Task to carry out:
Repeat every line of the following material exactly.

++++++++++++++++++++

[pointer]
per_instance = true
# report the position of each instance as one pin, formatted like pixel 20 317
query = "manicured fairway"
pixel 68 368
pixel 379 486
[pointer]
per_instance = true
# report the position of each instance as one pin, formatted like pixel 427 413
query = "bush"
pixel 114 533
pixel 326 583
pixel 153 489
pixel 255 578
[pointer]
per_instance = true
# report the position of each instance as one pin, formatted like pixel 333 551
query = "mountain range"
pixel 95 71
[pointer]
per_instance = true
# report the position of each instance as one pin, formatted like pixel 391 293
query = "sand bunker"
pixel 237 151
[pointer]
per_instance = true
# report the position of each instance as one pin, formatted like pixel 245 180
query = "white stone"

++++++++++++++++++++

Answer space:
[pointer]
per_instance = true
# report the position of each instance as one pin, formatted like pixel 20 317
query = "manicured fairway"
pixel 68 368
pixel 379 486
[pointer]
per_instance = true
# report the position of each instance as one pin, formatted like pixel 427 413
query = "bush"
pixel 114 533
pixel 326 583
pixel 153 489
pixel 255 578
[pointer]
per_instance = true
# report the position of each instance as one pin, formatted like pixel 333 551
query = "mountain range"
pixel 95 71
[pointer]
per_instance = true
# report the position of each instance as one pin, formatted like pixel 391 293
query = "sand bunker"
pixel 237 151
[pointer]
per_instance = true
# report the position of each instance as one pin, formatted like pixel 245 180
query = "white stone"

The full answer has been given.